# TASK DESCRIPTION
Retype each record shown below, leaving every character as it is.

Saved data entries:
————————
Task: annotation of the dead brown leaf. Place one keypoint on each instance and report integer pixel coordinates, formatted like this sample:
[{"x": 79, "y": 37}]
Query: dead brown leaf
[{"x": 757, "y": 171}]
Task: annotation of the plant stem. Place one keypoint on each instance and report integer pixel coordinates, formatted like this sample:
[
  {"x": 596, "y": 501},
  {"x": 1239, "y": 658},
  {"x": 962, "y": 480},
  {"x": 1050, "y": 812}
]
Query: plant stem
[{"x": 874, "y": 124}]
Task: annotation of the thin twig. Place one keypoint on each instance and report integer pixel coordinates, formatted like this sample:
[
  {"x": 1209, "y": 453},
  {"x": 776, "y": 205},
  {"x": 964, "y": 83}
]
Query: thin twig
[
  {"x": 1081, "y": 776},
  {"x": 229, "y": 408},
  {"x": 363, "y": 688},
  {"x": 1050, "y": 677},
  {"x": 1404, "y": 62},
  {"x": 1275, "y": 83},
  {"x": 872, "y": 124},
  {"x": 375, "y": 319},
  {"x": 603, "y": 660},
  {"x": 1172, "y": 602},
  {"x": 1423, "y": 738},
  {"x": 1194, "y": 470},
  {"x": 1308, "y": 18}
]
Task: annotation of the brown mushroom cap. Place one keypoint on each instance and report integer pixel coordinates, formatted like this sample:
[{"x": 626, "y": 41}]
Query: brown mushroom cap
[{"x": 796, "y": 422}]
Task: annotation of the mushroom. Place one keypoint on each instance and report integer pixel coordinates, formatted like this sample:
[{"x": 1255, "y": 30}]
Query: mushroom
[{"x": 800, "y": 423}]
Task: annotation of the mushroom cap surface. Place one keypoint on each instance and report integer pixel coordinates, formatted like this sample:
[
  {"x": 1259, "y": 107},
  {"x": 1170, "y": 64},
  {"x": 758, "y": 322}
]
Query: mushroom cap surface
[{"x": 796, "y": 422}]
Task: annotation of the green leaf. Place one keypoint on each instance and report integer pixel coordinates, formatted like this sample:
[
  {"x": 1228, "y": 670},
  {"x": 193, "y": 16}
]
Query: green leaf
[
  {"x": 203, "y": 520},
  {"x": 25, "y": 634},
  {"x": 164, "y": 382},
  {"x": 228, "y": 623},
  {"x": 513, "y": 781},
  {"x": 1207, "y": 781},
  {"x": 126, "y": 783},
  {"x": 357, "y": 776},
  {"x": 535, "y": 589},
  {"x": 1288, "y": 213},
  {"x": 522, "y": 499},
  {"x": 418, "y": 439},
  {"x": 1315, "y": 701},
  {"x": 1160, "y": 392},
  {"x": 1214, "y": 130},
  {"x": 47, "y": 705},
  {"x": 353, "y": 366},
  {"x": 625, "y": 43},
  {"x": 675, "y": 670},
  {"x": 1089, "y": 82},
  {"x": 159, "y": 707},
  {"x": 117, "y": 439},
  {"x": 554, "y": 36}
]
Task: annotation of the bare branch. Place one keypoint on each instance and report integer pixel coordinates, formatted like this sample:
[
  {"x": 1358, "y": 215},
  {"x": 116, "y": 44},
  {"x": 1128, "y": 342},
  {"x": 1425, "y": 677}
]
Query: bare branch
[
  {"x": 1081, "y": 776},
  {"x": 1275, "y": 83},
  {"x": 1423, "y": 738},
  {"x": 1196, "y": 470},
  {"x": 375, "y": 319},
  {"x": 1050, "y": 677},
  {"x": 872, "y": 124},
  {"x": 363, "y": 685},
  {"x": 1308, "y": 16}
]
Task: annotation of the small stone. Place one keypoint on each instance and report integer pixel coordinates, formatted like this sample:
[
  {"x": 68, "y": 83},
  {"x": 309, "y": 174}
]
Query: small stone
————————
# FINISHED ANSWER
Task: annotation of the dead brown leaf. Place one keypoint on each instance and report integer pixel coordinates, formatted like this sample:
[{"x": 79, "y": 37}]
Query: dead brown leaf
[{"x": 757, "y": 171}]
Task: annotation of the plant stem. Place one keypoint on each instance and report integer pixel coordinates, formatted like this sample:
[
  {"x": 596, "y": 501},
  {"x": 1239, "y": 658},
  {"x": 962, "y": 480},
  {"x": 1050, "y": 812}
]
Query: plant stem
[{"x": 874, "y": 124}]
Task: annotation of the thin twig. Place one keypoint on each instance and report integer pixel coordinates, formatted like this sample:
[
  {"x": 1209, "y": 453},
  {"x": 776, "y": 205},
  {"x": 964, "y": 83}
]
Query: thin twig
[
  {"x": 1081, "y": 776},
  {"x": 229, "y": 408},
  {"x": 363, "y": 688},
  {"x": 1050, "y": 677},
  {"x": 1404, "y": 62},
  {"x": 1275, "y": 83},
  {"x": 872, "y": 124},
  {"x": 375, "y": 319},
  {"x": 603, "y": 660},
  {"x": 1172, "y": 602},
  {"x": 1423, "y": 738},
  {"x": 1194, "y": 470},
  {"x": 1308, "y": 18}
]
Task: annotation of the brown mushroom cap. Place one keypoint on each instance and report integer pixel coordinates, formatted like this sample:
[{"x": 626, "y": 41}]
Query: brown mushroom cap
[{"x": 796, "y": 422}]
Task: annotation of the mushroom. Place one keypoint on each instance and report integer pixel coordinates, formatted like this sample:
[{"x": 1255, "y": 30}]
Query: mushroom
[{"x": 800, "y": 423}]
Task: annotation of the mushroom cap surface. Place one keypoint on each instance and report integer pixel coordinates, formatted like this sample:
[
  {"x": 1259, "y": 107},
  {"x": 1170, "y": 64},
  {"x": 758, "y": 322}
]
Query: mushroom cap surface
[{"x": 796, "y": 422}]
Task: annotation of the green leaf. Place one keypoint on each instance and report integer pixel coordinates, formatted like this sample:
[
  {"x": 1228, "y": 670},
  {"x": 193, "y": 16}
]
Query: green leaf
[
  {"x": 203, "y": 520},
  {"x": 25, "y": 634},
  {"x": 164, "y": 382},
  {"x": 228, "y": 623},
  {"x": 513, "y": 781},
  {"x": 1207, "y": 781},
  {"x": 126, "y": 783},
  {"x": 357, "y": 776},
  {"x": 535, "y": 589},
  {"x": 1288, "y": 213},
  {"x": 522, "y": 499},
  {"x": 418, "y": 439},
  {"x": 1315, "y": 701},
  {"x": 1160, "y": 392},
  {"x": 1214, "y": 130},
  {"x": 47, "y": 705},
  {"x": 353, "y": 366},
  {"x": 625, "y": 43},
  {"x": 675, "y": 670},
  {"x": 1089, "y": 82},
  {"x": 159, "y": 707},
  {"x": 117, "y": 439},
  {"x": 554, "y": 36}
]
Task: annotation of the bare branch. Place one keypoint on each instance and report integer pixel coordinates, formatted like this sample:
[
  {"x": 1358, "y": 215},
  {"x": 116, "y": 44},
  {"x": 1128, "y": 342},
  {"x": 1425, "y": 677}
]
Query: bare branch
[
  {"x": 1081, "y": 776},
  {"x": 1275, "y": 83},
  {"x": 1423, "y": 738},
  {"x": 1196, "y": 470},
  {"x": 375, "y": 319},
  {"x": 1050, "y": 677},
  {"x": 872, "y": 124},
  {"x": 363, "y": 685},
  {"x": 1308, "y": 16}
]
Task: annotation of the small stone. Place one keypoint on each instance and report integer pixel coordinates, formatted like this sample:
[
  {"x": 68, "y": 83},
  {"x": 309, "y": 174}
]
Query: small stone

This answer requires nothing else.